Your assignment => Go through the entries one line at a time, and gather every line that has the word "airplane".

= = = =

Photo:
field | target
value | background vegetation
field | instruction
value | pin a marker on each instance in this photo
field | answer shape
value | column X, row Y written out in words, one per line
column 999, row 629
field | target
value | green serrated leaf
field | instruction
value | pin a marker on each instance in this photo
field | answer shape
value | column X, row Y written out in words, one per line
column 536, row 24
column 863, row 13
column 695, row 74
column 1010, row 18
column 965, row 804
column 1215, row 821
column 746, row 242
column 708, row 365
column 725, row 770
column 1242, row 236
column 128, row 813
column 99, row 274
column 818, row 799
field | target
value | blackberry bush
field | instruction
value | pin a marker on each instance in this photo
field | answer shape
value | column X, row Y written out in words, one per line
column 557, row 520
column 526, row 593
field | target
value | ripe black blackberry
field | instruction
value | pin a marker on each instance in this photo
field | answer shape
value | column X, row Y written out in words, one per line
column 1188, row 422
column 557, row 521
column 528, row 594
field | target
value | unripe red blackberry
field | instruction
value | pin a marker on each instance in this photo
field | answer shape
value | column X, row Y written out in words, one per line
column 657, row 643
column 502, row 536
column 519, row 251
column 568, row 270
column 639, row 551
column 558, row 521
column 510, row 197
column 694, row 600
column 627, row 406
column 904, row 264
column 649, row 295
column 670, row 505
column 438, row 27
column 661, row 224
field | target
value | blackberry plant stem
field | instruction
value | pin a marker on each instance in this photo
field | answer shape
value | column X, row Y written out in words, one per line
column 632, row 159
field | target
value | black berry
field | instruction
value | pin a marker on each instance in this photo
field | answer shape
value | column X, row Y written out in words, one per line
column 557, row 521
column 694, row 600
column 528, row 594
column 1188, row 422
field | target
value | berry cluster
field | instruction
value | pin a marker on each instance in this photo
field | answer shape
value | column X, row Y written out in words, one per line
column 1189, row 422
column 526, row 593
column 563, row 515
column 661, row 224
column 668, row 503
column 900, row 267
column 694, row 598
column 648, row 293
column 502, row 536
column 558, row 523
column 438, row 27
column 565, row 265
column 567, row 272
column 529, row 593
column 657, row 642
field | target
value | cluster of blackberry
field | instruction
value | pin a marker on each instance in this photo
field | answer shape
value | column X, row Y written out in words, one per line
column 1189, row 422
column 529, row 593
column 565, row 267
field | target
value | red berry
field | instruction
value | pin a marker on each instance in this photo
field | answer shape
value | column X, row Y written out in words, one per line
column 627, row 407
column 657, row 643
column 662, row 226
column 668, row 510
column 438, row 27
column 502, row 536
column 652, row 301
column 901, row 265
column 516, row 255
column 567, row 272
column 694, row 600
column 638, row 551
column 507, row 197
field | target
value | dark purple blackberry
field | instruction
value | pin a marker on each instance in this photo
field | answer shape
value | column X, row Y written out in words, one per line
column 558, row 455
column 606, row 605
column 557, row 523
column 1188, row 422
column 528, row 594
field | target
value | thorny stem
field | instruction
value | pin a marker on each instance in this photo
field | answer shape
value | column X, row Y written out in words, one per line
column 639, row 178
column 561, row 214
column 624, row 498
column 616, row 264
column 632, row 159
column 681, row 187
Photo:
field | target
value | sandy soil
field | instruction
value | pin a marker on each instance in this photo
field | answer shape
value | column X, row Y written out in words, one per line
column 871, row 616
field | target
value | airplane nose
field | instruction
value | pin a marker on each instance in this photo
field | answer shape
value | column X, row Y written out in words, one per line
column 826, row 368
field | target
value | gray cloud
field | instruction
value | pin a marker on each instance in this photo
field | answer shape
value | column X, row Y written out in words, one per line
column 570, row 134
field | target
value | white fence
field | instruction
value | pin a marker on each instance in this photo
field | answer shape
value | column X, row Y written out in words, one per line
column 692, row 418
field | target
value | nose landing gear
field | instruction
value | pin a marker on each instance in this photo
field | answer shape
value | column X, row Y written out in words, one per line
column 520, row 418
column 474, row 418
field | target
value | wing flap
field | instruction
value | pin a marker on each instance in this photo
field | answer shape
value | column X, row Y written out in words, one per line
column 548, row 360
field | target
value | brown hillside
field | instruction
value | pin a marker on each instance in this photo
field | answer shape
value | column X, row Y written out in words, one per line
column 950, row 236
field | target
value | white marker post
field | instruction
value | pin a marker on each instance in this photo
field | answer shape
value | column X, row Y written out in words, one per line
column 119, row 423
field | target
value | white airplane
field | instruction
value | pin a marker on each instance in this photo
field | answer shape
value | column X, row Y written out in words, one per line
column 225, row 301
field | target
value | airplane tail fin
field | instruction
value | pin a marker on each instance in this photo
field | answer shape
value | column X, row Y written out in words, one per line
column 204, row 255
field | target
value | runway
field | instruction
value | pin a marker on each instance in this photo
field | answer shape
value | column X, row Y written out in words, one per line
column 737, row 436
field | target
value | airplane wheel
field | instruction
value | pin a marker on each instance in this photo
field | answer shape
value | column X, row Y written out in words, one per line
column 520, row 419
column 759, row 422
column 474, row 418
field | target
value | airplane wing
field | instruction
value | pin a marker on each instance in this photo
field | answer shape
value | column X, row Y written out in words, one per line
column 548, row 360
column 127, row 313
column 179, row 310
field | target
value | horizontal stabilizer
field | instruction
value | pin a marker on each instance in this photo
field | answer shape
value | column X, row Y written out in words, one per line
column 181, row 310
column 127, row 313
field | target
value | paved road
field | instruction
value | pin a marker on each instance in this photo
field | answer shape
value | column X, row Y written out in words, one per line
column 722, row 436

= = = =

Output =>
value | airplane nose
value | white airplane
value | airplane tail fin
value | airplane wheel
value | airplane wing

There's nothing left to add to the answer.